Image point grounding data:
=== Begin Enclosure ===

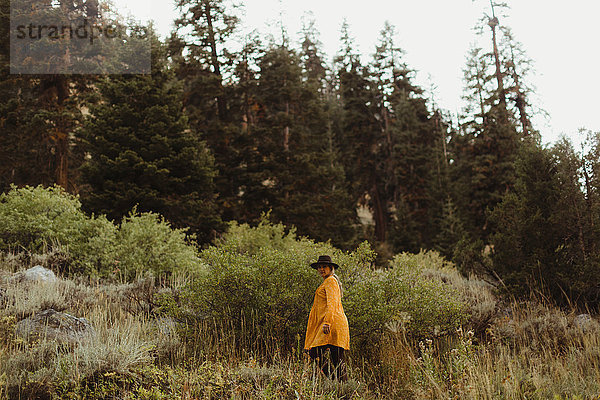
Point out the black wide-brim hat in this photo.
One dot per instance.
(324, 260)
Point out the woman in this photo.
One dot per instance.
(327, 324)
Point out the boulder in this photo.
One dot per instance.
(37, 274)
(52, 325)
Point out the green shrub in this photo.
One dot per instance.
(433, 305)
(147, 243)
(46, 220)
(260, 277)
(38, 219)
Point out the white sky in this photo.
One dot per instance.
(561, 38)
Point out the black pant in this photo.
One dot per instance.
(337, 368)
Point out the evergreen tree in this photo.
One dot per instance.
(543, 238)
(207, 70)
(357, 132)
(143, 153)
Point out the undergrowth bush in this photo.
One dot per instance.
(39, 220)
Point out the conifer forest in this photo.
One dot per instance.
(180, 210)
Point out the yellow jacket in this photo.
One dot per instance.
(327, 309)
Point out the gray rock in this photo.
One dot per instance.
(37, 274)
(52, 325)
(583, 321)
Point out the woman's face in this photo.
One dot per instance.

=== End Enclosure ===

WHAT YOU NEED TO DO: For the word "black", count the lines of the data that contain it and report only the total.

ANSWER SECTION: 2